TEXT EXTRACT ::
No it's not. :(  It also goes to gBS->AllocatePages in the end.

At this point it seems to me that without extra changes the whole 
setup_data concept is dead on arrival for OVMF.  In principle there's no 
reason why the individual setup_data items couldn't include interior 
pointers, meaning that the setup_data _has_ to be at the address 
provided in fw_cfg by QEMU.

One way to "fix" it would be for OVMF to overwrite the pointer to the 
head of the list, so that the kernel ignores the setup data provided by 
QEMU. Another way would be to put it in the command line fw_cfg blob and 
teach OVMF to use a fixed address for the command line.  Both are ugly, 
and both are also broken for new QEMU / old OVMF.

In any case, I don't think this should be fixed so close to the release. 
  We have two possibilities:

1) if we believe "build setup_data in QEMU" is a feasible design that 
only needs more yak shaving, we can keep the code in, but disabled by 
default, and sort it out in 7.2.

2) if we go for an alternative design, it needs to be reverted.  For 
example the randomness could be in _another_ fw_cfg file, and the 
linuxboot DMA can patch it in the setup_data.


With (2) the OVMF breakage would be limited to -dtb, which more or less 
nobody cares about, and we can just look the other way.

MATERIAL ::

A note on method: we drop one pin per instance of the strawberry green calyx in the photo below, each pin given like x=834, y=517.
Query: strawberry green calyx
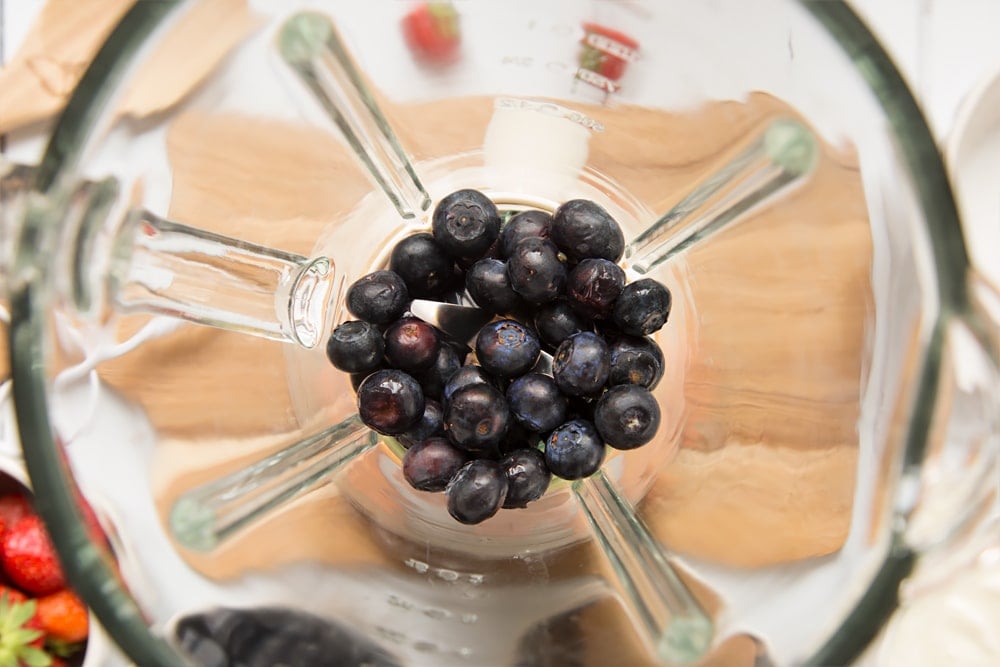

EXERCISE TASKS ::
- a) Answer these questions about the message on setup_data and OVMF, one per line:
(i) What does it also go to in the end?
(ii) Under the first possibility, in which version would the code be sorted out?
(iii) Under the second possibility, which option would the OVMF breakage be limited to?
- b) Carry on the message about setup_data and OVMF from the point where it stops.

EXPECTED ANSWERS ::
- a)
(i) gBS->AllocatePages
(ii) 7.2
(iii) -dtb

- b)
Paolo
Ard Biesheuvel Aug. 5, 2022, 5:56 p.m. UTC | #6
On Fri, 5 Aug 2022 at 19:29, Paolo Bonzini <pbonzini@redhat.com> wrote:
>
> On 8/5/22 13:08, Ard Biesheuvel wrote:
> >>
> >> Does it work to place setup_data at the end of the cmdline file instead
> >> of having it at the end of the kernel file?  This way the first item
> >> will be at 0x20000 + cmdline_size.
> >>
> > Does QEMU always allocate the command line statically like that?
> > AFAIK, OVMF never accesses that memory to read the command line, it
> > uses fw_cfg to copy it into a buffer it allocates itself. And I guess
> > that implies that this region could be clobbered by OVMF unless it is
> > told to preserve it.
>
> No it's not. :(  It also goes to gBS->AllocatePages in the end.
>
> At this point it seems to me that without extra changes the whole
> setup_data concept is dead on arrival for OVMF.  In principle there's no
> reason why the individual setup_data items couldn't include interior
> pointers, meaning that the setup_data _has_ to be at the address
> provided in fw_cfg by QEMU.
>

AIUI, the setup_data nodes are appended at the end, so they are not
covered by the setup_data fw_cfg file but the kernel one.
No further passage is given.